— START Dataset entries —

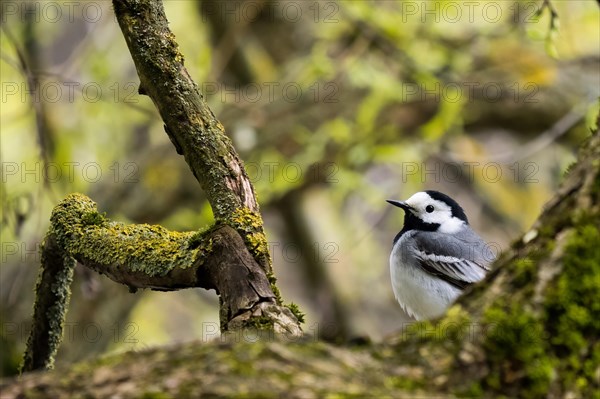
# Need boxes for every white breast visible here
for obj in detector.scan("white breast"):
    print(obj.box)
[390,231,461,320]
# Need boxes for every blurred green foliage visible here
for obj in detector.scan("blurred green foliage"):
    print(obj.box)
[0,0,600,374]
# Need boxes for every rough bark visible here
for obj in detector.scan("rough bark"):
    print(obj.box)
[0,125,600,398]
[23,194,301,371]
[22,0,308,371]
[113,0,271,273]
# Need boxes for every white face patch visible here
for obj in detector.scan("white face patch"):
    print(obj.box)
[405,192,465,234]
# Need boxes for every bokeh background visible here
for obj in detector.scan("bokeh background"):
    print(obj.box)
[0,0,600,375]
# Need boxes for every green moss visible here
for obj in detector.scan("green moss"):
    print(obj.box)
[544,225,600,396]
[512,257,537,288]
[81,211,106,226]
[225,207,282,305]
[285,302,305,323]
[482,299,556,398]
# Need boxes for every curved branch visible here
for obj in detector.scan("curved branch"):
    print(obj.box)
[113,0,279,276]
[22,194,301,371]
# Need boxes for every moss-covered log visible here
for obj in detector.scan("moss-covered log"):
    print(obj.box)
[23,194,301,371]
[23,0,308,371]
[7,126,600,398]
[113,0,271,273]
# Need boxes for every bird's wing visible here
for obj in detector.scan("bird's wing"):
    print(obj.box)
[414,232,493,289]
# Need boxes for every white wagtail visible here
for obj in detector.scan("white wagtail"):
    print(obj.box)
[387,190,494,320]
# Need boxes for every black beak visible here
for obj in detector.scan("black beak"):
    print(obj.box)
[386,200,412,212]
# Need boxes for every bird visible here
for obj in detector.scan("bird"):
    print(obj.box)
[387,190,495,320]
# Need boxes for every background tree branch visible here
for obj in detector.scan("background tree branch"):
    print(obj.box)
[22,0,310,371]
[8,122,600,398]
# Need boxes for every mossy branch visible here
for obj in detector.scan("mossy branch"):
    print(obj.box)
[113,0,272,278]
[10,126,600,398]
[22,194,301,371]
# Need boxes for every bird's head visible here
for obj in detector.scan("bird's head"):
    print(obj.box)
[387,190,469,234]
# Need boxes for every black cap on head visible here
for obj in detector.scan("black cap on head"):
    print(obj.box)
[425,190,469,224]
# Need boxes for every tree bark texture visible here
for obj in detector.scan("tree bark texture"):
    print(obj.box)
[22,0,301,371]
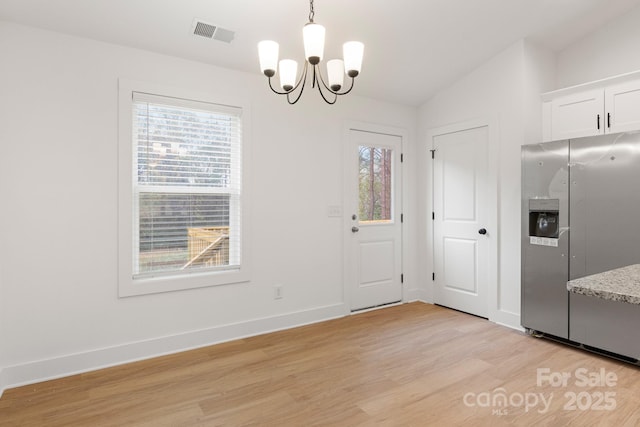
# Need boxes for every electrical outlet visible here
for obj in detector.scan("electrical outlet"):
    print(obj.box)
[273,285,283,299]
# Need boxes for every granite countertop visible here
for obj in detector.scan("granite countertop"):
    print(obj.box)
[567,264,640,305]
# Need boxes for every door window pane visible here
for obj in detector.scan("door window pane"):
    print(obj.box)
[358,146,393,222]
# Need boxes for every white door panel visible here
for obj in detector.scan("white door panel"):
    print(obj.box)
[345,129,402,310]
[432,126,491,317]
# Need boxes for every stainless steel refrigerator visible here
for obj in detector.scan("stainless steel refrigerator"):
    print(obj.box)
[521,132,640,340]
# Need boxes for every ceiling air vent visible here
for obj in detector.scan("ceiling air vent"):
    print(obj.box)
[192,18,235,43]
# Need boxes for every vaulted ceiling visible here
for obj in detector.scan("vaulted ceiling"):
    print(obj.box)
[0,0,640,106]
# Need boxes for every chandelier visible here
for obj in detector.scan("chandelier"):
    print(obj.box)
[258,0,364,104]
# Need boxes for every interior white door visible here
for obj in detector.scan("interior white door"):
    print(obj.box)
[432,126,494,317]
[345,129,402,311]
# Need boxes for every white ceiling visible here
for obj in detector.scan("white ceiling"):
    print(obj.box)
[0,0,640,106]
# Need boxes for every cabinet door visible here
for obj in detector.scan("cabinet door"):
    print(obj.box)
[604,81,640,133]
[551,89,605,140]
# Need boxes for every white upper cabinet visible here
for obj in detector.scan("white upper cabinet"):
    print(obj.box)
[542,72,640,141]
[604,81,640,133]
[551,89,604,140]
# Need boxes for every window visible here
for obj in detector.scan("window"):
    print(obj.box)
[358,146,393,222]
[119,80,246,296]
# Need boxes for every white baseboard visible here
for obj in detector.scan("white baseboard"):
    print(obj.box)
[405,288,433,304]
[0,303,349,396]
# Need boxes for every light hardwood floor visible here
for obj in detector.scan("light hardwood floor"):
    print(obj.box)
[0,303,640,426]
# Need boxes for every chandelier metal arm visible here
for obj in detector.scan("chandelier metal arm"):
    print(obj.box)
[318,70,355,96]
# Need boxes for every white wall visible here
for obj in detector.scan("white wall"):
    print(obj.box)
[418,40,553,327]
[555,6,640,89]
[0,22,419,390]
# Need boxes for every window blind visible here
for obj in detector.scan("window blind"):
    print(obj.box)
[132,92,242,277]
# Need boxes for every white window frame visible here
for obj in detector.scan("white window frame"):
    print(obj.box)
[118,78,251,297]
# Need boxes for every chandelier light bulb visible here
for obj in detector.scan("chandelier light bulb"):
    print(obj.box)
[302,22,325,65]
[280,59,298,92]
[342,42,364,77]
[258,40,279,77]
[327,59,344,92]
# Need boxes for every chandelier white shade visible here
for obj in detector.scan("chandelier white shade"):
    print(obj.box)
[258,0,364,104]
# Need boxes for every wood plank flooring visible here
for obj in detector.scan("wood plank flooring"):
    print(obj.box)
[0,303,640,427]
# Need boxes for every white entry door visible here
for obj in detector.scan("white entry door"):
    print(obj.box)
[345,129,402,311]
[432,126,488,317]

— END Dataset entries —

● **Goal**:
Copy the data above without any changes, from the line containing "# Need boxes for every white upper" through the line containing "[327,59,344,92]", including both of those lines.

● **Response to this task**:
# Need boxes for every white upper cabinet visible here
for obj in detector.scan("white upper cabinet"):
    print(obj.box)
[542,72,640,141]
[604,81,640,133]
[551,89,604,140]
# Need boxes for every window visible here
for obj in detector.scan("window"):
    print(obj.box)
[358,146,393,222]
[119,80,246,296]
# Need boxes for every white baseboard visible here
for obj in detector.scan("white baseboard"):
    print(obj.box)
[405,288,433,304]
[0,303,349,396]
# Need boxes for every light hardwood floor visible here
for obj in detector.scan("light hardwood floor"):
    print(obj.box)
[0,303,640,426]
# Need boxes for every chandelier metal arm visible here
for obj in detector.scan("chandelier metal arm"):
    print(obj.box)
[318,70,355,96]
# Need boxes for every white wall visible here
for obj in detector.scan("white wall"):
    print(obj.box)
[418,40,553,327]
[555,6,640,89]
[0,22,419,390]
# Need boxes for every window blind visible here
for obj in detector.scan("window blind"):
    print(obj.box)
[132,92,242,277]
# Need boxes for every white window frame visible here
for obj in detector.scan("white window frame"):
    print(obj.box)
[118,78,251,297]
# Need boxes for every chandelier light bulb visible here
for obj in detector.scan("chandelier light bulb"):
    print(obj.box)
[302,22,325,65]
[280,59,298,92]
[342,42,364,77]
[258,40,279,77]
[327,59,344,92]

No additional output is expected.